ENTRIES PROVIDED.
——
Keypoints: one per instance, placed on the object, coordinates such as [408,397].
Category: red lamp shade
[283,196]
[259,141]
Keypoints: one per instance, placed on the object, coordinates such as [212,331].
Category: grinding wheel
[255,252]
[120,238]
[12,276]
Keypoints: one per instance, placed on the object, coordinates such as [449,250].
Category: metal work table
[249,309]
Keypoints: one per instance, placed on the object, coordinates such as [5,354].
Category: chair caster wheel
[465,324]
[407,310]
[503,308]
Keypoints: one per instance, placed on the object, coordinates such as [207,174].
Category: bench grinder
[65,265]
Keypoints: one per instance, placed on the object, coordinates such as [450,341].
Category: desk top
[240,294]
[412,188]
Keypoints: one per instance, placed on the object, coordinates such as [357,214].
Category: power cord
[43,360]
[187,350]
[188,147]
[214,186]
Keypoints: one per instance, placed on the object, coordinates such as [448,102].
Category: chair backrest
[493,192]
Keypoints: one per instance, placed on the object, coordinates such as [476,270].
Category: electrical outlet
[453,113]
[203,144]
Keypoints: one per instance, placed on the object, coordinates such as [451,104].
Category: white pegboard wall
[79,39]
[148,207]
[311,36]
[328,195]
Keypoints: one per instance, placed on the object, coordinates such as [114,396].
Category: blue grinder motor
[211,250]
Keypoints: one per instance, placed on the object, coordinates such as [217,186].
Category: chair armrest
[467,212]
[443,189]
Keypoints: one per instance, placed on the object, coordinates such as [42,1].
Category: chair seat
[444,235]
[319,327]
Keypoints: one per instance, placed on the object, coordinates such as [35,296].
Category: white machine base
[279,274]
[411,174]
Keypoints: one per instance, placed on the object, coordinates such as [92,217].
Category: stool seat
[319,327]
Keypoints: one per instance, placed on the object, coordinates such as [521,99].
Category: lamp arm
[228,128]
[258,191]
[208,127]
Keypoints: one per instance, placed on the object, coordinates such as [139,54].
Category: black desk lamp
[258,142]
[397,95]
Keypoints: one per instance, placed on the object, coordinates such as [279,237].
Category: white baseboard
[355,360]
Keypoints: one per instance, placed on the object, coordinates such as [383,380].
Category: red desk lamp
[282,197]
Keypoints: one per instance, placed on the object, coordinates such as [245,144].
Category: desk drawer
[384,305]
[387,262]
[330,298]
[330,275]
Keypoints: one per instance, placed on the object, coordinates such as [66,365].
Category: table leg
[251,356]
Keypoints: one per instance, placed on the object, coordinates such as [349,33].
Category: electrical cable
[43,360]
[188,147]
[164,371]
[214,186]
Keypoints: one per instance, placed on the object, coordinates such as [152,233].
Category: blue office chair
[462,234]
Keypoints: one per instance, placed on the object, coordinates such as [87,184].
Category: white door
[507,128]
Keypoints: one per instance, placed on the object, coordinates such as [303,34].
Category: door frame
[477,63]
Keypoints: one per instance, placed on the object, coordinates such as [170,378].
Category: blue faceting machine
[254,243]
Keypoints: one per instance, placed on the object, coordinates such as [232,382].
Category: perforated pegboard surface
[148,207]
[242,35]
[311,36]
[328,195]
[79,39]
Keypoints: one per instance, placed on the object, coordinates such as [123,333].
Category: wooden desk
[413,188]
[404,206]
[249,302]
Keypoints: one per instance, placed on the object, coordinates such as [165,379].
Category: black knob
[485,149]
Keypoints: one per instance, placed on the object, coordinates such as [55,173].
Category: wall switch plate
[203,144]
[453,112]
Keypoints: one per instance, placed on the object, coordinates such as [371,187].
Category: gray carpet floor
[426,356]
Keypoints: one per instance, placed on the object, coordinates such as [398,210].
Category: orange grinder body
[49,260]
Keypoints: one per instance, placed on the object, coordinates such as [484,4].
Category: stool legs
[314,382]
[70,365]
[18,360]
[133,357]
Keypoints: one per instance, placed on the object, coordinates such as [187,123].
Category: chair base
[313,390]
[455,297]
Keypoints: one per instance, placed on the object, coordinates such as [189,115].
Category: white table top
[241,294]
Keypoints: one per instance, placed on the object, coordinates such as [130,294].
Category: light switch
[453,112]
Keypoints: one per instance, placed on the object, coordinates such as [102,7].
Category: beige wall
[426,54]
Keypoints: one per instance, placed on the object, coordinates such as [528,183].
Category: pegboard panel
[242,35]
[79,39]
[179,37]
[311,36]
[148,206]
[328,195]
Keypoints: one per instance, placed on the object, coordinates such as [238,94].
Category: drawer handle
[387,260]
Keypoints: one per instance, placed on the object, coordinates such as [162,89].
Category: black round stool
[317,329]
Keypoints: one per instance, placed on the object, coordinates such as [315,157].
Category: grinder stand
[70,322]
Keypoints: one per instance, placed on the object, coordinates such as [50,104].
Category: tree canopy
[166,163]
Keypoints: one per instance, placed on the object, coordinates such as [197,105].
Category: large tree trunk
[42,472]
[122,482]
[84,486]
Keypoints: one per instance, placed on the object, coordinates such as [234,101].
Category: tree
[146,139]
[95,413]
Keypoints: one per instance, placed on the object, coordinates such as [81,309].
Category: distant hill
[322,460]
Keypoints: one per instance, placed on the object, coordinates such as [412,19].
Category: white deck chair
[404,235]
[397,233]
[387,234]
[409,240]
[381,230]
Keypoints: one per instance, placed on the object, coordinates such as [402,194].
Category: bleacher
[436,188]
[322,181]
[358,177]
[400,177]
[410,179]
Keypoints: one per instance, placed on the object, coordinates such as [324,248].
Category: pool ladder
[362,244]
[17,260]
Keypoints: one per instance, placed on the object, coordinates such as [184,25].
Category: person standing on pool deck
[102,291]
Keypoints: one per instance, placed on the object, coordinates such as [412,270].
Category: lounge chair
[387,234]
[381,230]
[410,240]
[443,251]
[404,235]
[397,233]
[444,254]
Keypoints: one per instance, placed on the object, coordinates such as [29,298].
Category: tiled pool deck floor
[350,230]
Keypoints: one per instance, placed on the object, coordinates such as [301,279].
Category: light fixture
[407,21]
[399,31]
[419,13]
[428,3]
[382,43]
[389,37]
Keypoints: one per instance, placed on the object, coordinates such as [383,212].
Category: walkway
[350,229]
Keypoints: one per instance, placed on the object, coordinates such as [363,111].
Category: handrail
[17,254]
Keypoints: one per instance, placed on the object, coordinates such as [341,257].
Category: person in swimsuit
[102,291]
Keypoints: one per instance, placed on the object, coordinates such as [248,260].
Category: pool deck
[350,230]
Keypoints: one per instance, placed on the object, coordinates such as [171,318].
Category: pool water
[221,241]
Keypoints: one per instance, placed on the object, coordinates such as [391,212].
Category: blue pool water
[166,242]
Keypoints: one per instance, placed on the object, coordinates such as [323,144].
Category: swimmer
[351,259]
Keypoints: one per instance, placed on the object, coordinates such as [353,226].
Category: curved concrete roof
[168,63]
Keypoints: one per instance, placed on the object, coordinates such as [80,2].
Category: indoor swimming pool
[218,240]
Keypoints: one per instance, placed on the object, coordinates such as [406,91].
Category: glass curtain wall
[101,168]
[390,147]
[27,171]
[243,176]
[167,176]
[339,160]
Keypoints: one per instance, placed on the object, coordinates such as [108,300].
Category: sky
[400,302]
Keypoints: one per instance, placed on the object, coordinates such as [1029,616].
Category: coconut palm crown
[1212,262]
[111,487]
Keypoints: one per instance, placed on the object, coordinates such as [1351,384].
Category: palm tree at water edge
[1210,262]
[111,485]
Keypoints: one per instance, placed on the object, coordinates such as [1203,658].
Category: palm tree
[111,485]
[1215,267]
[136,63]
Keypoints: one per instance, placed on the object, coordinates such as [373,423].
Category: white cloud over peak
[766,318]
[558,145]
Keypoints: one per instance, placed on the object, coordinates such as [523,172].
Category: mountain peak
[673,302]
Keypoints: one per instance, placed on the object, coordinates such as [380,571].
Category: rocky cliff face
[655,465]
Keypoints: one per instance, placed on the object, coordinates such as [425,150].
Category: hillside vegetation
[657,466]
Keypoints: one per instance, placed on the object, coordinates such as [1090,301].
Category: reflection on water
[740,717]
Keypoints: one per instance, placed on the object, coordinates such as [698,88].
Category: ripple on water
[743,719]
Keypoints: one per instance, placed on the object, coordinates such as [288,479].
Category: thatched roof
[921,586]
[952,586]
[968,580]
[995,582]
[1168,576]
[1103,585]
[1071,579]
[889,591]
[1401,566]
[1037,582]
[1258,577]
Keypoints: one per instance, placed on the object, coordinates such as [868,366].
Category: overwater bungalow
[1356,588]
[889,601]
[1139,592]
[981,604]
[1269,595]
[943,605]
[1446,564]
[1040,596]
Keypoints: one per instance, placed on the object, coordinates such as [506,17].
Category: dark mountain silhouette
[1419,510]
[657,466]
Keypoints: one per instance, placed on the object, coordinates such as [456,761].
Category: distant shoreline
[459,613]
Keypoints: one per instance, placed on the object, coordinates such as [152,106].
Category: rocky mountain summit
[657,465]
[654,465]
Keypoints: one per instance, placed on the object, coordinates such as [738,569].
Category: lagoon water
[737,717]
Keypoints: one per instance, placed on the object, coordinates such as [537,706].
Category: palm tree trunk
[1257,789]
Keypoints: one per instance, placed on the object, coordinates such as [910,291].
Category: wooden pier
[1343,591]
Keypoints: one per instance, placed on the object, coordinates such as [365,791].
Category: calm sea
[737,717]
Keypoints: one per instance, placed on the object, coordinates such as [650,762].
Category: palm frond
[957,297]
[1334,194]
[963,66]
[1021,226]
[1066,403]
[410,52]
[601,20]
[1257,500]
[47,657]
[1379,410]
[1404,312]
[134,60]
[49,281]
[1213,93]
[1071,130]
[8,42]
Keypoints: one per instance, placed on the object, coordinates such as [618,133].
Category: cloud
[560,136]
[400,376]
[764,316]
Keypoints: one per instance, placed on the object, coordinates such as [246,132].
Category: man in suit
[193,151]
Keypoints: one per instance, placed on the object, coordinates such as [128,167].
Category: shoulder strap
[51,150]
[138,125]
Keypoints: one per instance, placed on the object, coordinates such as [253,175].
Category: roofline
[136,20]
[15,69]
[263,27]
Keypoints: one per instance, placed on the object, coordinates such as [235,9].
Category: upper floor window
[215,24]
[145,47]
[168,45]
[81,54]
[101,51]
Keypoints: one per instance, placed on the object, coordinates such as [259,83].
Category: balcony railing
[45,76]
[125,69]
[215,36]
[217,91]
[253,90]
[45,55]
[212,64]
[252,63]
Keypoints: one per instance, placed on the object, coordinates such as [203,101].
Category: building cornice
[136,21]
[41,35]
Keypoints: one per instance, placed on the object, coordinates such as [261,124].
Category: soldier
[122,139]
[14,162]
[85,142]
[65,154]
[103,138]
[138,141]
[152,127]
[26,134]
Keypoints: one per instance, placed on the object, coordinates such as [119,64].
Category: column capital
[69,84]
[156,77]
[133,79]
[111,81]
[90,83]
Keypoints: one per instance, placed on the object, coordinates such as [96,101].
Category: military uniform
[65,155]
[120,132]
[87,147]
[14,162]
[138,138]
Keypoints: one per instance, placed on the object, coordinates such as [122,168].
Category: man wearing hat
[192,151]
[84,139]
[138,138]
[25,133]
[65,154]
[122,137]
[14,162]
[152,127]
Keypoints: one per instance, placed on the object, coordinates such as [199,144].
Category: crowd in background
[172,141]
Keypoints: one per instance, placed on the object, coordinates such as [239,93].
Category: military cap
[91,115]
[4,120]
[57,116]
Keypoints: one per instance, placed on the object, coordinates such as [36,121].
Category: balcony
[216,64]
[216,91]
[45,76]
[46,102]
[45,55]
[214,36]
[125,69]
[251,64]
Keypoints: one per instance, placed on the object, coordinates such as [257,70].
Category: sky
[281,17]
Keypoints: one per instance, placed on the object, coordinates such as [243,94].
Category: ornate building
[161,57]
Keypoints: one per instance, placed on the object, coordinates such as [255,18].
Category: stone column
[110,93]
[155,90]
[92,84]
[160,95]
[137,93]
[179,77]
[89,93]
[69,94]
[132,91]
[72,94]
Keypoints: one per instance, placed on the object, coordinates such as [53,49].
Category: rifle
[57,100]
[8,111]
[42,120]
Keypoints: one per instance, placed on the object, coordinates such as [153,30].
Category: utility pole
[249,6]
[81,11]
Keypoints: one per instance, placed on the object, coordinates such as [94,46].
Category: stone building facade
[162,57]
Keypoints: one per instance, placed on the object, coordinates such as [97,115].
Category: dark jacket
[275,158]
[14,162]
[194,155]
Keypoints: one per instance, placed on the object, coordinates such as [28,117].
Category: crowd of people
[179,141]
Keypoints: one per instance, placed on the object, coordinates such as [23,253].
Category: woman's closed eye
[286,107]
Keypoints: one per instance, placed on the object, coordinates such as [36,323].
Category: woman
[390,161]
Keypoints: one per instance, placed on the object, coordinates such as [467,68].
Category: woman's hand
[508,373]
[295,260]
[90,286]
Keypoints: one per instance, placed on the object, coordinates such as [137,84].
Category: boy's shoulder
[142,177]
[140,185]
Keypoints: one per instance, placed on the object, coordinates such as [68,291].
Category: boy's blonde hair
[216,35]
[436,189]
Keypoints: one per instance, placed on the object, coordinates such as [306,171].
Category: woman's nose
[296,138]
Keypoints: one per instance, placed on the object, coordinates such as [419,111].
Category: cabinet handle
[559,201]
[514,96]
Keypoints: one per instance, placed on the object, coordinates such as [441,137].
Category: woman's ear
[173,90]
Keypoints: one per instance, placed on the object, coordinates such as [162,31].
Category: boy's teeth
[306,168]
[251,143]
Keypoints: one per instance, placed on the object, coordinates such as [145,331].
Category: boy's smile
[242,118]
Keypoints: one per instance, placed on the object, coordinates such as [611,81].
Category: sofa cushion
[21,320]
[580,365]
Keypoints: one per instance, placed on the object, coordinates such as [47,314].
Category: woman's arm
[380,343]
——
Could you repeat the lines starting at the one that contains "such as [47,314]." and ending at the last line, substituting "woman's forearm" for "woman's arm" and changing nothing else?

CORRECT RESPONSE.
Keypoints: one per instance, placed on the object, coordinates such as [47,314].
Category: woman's forearm
[380,343]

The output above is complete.